** ASSIGNMENT **
From the data underneath, reproduce exactly the stretch that begins at the line with "task: segment the white siding" and ends after the line with "Trace the outline of every instance of the white siding.".

** TASK MATERIAL **
_ _ _

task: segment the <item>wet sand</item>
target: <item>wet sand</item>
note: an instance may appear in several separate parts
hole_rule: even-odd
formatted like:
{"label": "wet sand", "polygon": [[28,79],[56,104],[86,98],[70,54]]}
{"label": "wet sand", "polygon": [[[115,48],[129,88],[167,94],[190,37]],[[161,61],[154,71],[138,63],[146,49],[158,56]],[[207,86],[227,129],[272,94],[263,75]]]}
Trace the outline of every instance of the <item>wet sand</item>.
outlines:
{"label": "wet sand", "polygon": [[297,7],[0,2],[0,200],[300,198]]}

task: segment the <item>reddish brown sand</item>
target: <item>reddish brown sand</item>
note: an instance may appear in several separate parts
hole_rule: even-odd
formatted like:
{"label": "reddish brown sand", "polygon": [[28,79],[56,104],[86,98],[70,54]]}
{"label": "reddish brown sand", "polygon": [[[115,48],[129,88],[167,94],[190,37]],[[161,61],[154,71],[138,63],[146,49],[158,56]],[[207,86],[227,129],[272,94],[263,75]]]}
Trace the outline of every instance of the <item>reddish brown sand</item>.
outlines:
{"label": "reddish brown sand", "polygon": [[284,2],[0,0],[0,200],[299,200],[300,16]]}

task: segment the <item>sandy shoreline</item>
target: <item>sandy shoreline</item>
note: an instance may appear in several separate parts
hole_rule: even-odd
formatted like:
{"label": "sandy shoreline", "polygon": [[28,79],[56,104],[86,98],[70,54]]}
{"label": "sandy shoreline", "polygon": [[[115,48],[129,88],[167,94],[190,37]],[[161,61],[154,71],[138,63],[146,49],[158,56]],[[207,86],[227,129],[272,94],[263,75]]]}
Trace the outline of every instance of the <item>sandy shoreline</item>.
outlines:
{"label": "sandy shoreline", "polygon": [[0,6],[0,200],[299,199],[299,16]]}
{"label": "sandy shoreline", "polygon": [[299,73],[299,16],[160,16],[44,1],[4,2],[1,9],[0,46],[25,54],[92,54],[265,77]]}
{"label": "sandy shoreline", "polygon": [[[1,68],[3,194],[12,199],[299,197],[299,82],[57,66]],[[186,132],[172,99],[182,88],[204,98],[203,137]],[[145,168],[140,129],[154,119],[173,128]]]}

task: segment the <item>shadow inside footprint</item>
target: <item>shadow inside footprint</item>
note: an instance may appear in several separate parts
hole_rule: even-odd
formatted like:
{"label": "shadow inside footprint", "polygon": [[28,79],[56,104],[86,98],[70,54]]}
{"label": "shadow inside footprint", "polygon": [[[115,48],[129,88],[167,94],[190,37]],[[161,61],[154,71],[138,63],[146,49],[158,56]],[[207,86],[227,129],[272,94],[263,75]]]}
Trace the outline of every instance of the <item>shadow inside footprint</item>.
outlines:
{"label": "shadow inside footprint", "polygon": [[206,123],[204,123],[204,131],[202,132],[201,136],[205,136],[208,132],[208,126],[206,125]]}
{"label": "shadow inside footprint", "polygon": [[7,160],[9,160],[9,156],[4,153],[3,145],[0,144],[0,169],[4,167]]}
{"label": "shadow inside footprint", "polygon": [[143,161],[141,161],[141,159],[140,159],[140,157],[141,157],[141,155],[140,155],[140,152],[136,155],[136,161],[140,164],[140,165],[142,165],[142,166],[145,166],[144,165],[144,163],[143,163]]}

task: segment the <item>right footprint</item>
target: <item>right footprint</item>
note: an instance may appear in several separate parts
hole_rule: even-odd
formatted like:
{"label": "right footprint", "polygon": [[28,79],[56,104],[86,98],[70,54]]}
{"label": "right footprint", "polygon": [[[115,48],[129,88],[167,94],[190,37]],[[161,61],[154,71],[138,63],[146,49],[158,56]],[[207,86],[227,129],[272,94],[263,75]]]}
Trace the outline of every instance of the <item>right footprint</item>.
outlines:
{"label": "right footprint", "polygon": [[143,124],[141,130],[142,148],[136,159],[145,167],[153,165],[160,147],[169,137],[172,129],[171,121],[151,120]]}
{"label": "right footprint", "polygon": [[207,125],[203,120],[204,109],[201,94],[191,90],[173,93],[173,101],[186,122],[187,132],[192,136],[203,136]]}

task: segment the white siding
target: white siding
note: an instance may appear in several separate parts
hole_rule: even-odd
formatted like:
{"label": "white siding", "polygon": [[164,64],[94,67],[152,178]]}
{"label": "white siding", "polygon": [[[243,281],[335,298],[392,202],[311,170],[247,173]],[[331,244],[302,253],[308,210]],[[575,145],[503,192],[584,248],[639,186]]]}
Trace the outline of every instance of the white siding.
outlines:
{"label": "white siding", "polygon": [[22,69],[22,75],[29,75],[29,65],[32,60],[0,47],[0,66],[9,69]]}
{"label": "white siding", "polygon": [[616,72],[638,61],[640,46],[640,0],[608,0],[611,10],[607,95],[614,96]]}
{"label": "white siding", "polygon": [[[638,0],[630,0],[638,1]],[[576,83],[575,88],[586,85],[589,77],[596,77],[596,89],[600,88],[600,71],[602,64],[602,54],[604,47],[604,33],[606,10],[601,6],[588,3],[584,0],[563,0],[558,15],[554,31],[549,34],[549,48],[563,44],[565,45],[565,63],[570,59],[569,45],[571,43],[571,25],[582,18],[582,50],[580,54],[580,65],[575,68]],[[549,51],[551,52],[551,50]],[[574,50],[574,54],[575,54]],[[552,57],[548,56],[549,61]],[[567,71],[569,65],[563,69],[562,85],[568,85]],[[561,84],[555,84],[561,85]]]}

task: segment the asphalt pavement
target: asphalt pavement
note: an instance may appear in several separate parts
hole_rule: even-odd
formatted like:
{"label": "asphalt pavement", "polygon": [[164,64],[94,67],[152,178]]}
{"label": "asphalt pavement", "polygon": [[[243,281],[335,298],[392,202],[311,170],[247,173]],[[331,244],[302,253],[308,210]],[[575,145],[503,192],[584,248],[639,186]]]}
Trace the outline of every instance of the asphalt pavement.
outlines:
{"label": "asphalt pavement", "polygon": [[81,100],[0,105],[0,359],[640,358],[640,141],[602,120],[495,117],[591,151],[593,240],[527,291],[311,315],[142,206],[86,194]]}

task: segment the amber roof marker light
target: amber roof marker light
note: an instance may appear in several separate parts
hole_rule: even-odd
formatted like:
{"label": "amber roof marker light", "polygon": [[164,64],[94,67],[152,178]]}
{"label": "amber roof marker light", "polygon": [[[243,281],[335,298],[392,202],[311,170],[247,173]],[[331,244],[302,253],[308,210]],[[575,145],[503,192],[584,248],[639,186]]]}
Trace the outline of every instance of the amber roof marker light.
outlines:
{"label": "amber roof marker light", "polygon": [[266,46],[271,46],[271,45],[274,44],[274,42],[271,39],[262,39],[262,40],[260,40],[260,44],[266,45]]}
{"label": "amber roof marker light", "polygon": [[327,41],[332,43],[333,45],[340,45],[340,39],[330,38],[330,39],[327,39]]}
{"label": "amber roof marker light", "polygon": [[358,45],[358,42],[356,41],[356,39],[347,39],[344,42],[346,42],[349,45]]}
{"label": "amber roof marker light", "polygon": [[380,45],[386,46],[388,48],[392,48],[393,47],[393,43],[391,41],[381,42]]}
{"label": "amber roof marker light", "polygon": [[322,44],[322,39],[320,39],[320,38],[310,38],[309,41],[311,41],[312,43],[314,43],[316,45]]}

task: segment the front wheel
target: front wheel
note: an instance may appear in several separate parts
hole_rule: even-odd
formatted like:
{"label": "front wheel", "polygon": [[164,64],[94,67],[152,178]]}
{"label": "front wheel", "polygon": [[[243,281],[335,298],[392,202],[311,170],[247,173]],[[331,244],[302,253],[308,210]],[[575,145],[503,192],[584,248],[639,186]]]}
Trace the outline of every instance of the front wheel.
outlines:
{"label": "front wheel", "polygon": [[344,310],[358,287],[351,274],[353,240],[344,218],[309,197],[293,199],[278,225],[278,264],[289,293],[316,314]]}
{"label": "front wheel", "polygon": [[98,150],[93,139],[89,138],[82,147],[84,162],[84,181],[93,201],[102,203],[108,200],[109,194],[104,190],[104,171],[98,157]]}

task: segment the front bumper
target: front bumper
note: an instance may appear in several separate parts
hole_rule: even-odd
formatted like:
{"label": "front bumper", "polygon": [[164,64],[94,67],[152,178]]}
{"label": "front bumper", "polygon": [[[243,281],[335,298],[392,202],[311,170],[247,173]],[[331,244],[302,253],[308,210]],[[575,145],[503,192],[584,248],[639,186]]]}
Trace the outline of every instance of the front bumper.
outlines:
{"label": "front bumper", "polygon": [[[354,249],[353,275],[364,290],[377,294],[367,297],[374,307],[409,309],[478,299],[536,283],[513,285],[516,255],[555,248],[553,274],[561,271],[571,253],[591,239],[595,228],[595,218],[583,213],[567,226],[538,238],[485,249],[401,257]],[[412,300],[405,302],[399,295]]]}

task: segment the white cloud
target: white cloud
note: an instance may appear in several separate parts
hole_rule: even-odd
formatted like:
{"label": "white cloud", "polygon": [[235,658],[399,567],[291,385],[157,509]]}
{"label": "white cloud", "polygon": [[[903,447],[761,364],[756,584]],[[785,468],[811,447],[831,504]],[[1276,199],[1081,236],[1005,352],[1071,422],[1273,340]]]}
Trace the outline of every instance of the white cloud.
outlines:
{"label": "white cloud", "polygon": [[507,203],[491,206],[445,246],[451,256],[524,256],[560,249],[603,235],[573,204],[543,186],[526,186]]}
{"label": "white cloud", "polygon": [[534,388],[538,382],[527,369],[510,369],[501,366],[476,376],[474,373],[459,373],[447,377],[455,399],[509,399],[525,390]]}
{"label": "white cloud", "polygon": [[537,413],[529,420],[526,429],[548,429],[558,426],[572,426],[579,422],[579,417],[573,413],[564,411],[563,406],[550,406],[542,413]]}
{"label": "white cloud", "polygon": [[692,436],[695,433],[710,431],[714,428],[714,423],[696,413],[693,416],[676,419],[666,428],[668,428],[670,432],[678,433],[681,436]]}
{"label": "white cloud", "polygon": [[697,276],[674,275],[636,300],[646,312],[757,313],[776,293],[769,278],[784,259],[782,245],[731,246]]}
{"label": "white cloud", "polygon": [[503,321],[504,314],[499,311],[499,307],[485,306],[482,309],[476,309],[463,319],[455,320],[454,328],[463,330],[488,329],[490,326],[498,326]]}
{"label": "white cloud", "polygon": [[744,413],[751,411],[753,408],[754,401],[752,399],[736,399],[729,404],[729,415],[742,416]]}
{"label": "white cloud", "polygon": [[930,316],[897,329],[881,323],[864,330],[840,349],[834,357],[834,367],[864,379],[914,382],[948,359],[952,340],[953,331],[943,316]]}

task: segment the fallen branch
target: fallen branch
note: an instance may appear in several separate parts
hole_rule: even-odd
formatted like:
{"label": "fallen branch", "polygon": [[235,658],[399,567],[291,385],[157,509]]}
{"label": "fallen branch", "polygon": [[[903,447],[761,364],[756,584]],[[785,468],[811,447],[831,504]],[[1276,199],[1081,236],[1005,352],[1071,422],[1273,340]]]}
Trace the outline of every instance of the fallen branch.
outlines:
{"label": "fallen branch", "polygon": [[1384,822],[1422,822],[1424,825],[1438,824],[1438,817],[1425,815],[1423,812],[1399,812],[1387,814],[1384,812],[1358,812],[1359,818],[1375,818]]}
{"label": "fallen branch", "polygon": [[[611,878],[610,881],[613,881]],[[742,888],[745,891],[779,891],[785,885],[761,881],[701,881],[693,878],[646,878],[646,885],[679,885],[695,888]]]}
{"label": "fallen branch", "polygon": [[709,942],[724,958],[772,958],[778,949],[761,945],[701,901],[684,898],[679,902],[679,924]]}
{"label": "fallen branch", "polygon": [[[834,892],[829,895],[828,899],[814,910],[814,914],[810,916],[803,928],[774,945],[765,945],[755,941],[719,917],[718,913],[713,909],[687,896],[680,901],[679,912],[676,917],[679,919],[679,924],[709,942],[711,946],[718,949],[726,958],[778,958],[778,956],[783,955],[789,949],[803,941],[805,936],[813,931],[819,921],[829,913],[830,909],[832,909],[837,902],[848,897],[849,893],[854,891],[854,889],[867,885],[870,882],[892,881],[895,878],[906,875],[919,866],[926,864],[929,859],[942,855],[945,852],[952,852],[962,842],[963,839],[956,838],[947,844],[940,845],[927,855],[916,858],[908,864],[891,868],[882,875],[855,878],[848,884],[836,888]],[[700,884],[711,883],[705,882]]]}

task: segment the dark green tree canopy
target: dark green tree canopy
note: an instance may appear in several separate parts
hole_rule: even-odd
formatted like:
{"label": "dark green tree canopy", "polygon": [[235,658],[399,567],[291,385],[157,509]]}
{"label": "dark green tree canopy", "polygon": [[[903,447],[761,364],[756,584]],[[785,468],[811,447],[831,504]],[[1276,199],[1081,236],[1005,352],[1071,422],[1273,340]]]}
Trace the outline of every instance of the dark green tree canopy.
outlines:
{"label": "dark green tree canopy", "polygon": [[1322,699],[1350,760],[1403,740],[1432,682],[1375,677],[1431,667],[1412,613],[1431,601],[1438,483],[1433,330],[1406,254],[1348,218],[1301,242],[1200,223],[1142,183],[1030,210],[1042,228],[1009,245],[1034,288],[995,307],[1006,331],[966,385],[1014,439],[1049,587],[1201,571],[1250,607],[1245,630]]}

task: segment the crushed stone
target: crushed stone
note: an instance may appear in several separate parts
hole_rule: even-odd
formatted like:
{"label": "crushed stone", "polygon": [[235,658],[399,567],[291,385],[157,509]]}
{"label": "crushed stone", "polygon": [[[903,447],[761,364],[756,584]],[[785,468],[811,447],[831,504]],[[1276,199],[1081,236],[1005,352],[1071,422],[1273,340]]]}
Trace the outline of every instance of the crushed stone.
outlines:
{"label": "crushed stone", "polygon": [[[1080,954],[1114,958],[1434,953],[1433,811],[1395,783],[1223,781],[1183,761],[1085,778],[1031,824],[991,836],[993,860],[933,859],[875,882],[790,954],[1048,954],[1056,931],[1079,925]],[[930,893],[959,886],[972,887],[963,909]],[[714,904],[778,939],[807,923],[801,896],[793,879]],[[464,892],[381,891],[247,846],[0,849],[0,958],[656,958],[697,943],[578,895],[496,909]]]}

_ _ _

** EXERCISE SOLUTION **
task: segment the white siding
target: white siding
note: an instance may appear in several separate parts
hole_rule: even-odd
formatted like:
{"label": "white siding", "polygon": [[164,64],[94,67],[152,178]]}
{"label": "white siding", "polygon": [[[243,281],[335,298],[392,202],[311,170],[247,173]],[[331,244],[302,253],[308,210]],[[575,145],[503,192],[584,248],[639,186]]]}
Trace the outline of every instance of the white siding.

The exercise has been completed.